TASK BRIEF:
Repeat every one of the entries below word for word, leaving the pictures out of your answer.

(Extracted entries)
* * * * * * *
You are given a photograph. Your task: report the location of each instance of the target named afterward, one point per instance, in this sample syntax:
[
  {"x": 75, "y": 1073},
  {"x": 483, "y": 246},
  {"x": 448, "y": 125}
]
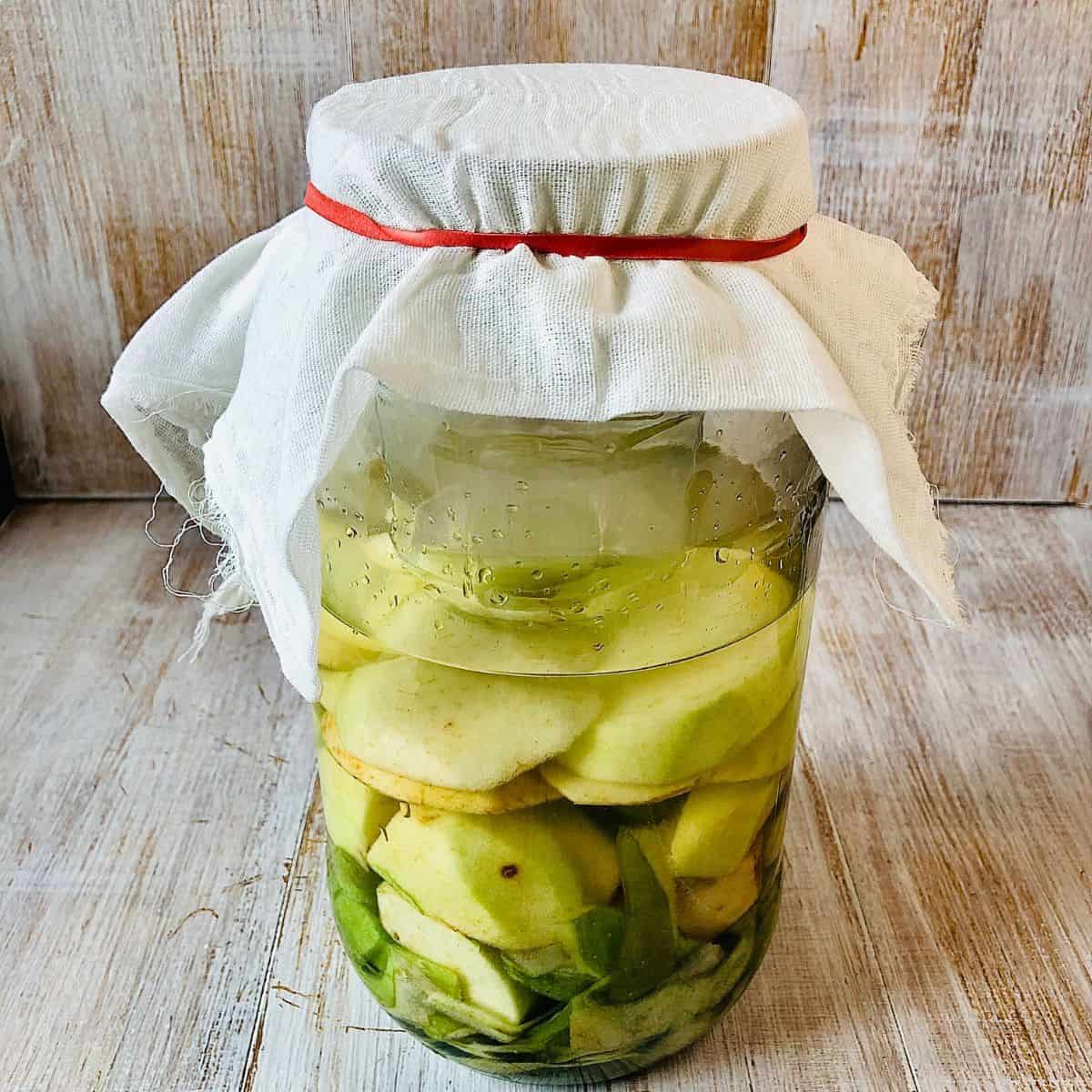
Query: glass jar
[{"x": 561, "y": 670}]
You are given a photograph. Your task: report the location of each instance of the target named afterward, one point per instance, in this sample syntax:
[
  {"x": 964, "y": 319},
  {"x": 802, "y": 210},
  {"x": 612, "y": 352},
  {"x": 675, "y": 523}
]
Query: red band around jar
[{"x": 644, "y": 247}]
* * * * * * *
THE RESPONSE:
You are given a photograph. Your task: report the location of each instance of the target named afterward, one point per instance, in this sample syntax:
[
  {"x": 75, "y": 1073},
  {"x": 483, "y": 246},
  {"x": 448, "y": 125}
]
Query: glass jar
[{"x": 561, "y": 670}]
You are given a photograph. Your task: report the location of each instance of the target named afterward, one point per instance, in this sample syntax:
[
  {"x": 964, "y": 319},
  {"x": 802, "y": 210},
  {"x": 612, "y": 352},
  {"x": 675, "y": 523}
]
Query: red band around jar
[{"x": 644, "y": 247}]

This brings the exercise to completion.